**The task**
Character for character, write out the data below.

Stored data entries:
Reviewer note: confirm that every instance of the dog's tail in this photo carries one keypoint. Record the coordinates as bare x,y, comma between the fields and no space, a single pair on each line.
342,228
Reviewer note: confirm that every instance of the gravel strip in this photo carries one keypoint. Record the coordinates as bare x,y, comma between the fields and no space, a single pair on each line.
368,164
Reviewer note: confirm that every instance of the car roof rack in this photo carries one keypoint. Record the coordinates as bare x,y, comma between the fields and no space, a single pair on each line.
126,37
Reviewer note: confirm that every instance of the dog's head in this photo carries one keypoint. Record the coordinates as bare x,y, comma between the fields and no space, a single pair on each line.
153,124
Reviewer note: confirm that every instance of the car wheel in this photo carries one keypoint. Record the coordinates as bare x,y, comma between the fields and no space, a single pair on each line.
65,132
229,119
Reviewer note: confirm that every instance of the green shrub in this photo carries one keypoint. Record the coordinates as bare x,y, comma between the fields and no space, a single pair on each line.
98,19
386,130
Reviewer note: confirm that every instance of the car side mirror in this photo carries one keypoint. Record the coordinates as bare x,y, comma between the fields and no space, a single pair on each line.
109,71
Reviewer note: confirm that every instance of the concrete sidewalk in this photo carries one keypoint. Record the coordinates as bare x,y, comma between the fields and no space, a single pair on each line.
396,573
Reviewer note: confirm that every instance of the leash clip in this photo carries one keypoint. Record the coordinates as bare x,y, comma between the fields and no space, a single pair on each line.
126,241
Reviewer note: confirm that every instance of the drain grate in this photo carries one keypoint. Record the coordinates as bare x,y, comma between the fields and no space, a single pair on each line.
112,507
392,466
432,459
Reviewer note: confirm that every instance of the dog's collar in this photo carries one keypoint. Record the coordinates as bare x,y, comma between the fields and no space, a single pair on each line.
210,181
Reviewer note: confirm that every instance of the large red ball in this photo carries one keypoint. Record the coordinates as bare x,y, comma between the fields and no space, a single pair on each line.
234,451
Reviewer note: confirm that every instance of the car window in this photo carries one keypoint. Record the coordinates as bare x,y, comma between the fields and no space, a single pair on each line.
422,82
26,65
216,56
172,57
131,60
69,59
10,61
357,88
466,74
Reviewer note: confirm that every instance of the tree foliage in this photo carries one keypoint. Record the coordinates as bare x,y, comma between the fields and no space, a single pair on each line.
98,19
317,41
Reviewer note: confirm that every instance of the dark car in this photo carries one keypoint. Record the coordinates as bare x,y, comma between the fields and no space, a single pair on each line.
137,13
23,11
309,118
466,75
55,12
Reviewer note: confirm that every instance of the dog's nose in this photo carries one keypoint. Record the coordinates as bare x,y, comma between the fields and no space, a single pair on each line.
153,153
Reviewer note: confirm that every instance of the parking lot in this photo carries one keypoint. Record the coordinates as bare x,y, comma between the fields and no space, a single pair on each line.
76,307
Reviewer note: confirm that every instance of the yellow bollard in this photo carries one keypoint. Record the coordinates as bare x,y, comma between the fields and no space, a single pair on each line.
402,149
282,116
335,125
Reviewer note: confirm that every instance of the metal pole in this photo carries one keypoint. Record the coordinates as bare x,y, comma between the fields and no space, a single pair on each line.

**Solution to the problem**
Reviewer note: confirm that every instance of the dog's tail in this photo carries one keypoint. Record the coordinates as bare x,y, comma between the fields and no space, a single pair on each line.
342,228
Reviewer note: confirm that every instance of the gravel strip in this photo carries one keypoint. Record the coordinates as bare x,y, comma between the fields and no space, a single pair on each line.
368,164
Reviewer note: confirm that every instance of the car roof rack in this photo carries one keypoint. Record the coordinates as bare x,y, comma between the fields and no space, a single pair on each line.
126,37
Reviewer note: confirm that every instance of the dog's head in this photo carries one keypoint. Record the coordinates as bare x,y, comma between the fields and no space, a single pair on each line.
153,124
Reviewer note: confirm that every instance of the car wheel in this photo carries one keypoint. Record the coordinates as bare x,y, comma between the fields and no space, a single pair on each line.
65,132
229,119
Reviewer note: confirm that every instance of the green shrub in this photo carries one keypoint. Record the coordinates as bare x,y, comma between the fields and no space, a single pair on each line.
98,19
386,130
Reviewer note: confirm that every instance of the car side mirror in this photo carries one keypoint. Record the coordinates as bare x,y, comma between the fields and no space, a single pair on each line.
109,71
Reviewer note: confirm that every instance of the concrete sidewalk in this photo carries one keypoint. Record the coordinates as bare x,y, comma between the fields and no space, a single pair on each line.
396,573
Reviewer note: confirm that every instance of the leash clip in this photo carries one keypoint. Record the coordinates as bare x,y, comma between the fields and no space, a single pair on each line.
126,241
Reviewer note: confirm that every instance of the drain grate in this photo carries one keypoint. Record the coordinates as bare x,y, comma between the fields and no space, a single pair on each line.
112,507
392,466
432,459
Reviewer note: confirm that every instance of the dog's collar in this photo carries one keypoint. Record the coordinates as bare x,y, comma between the fields and no space, a single pair on each line.
210,181
Reviewer note: confirm that every instance of the large red ball in this photo carries one keypoint. Record the coordinates as bare x,y, comma between the fields and no space, a single pair on each line.
234,451
Reviewer note: confirm that every instance of the car window in this photo carries one keypoint. Record the coordinates as bare x,y, comma between the fields and no space, a single pair on each line.
422,82
26,65
216,56
172,57
131,60
69,59
10,61
357,88
466,74
Reviewer note: confirm that every instance of the tree foliage in this photo carries one keypoint. Record the coordinates as bare x,y, comma between the fields and no space, a single pair on each line.
98,19
317,41
Reviewer note: confirm that every instance of the dark car in this photo carries one keypoint. Record the coordinates as bare x,y, comma between the fields and no space, a single pair on each line.
137,13
23,11
309,118
466,75
55,12
Reviewer note: confirm that every instance of the dog's nose in this photo carries one keypoint. Record the coordinates as bare x,y, comma between the fields and no space, a single pair on each line.
153,153
Reviewer note: confirm that every instance of the parking lot in this photo carries one keypoint. Record the coordinates as bare x,y, comma between the fields and no space, a single pair on each line.
76,307
Reviewer note: confirm that every instance of the yellow bollard in this photo carries one keypoint. Record the coordinates as bare x,y, comma between the fields and no space, a single pair on each line.
402,149
282,116
335,125
Reviewer note: confirm that every instance of the metal pole in this photo carries one keypoint. Record the coordinates as bare x,y, comma between the fields and no space, a single pair on each line.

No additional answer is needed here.